◆ What is expected ◆
Put the lines of the records, from the line with "of the tabby" through the end of the records, into a Markdown table with the columns Row and Line. Number each row and leave out blank lines.

## start Data supplied

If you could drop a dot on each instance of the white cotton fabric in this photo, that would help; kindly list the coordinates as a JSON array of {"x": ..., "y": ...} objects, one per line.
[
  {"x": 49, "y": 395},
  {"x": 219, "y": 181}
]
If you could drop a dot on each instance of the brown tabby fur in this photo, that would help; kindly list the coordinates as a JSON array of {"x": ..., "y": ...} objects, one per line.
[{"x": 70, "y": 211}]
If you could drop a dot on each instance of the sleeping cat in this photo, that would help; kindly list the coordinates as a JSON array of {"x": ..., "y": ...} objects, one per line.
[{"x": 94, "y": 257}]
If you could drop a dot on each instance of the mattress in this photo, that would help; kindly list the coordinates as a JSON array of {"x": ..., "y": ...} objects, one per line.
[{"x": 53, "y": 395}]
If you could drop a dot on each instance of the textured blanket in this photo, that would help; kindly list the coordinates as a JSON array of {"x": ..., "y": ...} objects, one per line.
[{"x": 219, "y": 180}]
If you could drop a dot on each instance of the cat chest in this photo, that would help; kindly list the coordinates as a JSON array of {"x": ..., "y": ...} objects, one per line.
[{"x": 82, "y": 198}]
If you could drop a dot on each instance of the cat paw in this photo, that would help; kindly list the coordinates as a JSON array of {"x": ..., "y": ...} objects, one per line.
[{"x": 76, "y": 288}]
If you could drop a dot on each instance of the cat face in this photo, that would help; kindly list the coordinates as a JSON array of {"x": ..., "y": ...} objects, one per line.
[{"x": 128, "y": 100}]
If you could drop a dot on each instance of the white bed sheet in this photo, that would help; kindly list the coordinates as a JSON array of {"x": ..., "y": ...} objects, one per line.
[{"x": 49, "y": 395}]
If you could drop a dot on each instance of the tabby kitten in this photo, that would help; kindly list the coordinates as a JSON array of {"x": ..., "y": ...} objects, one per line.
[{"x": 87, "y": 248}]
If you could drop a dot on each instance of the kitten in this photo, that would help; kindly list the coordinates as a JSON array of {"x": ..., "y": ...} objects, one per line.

## end Data supplied

◆ Solution to this exercise ◆
| Row | Line |
|---|---|
| 1 | If you could drop a dot on each instance of the tabby kitten in this photo, that would help; kindly list the coordinates as a JSON array of {"x": ..., "y": ...} objects, one per line. |
| 2 | [{"x": 87, "y": 248}] |
| 3 | If you could drop a dot on each instance of the kitten in this photo, that would help; kindly list the coordinates as a JSON array of {"x": ..., "y": ...} objects, one per line. |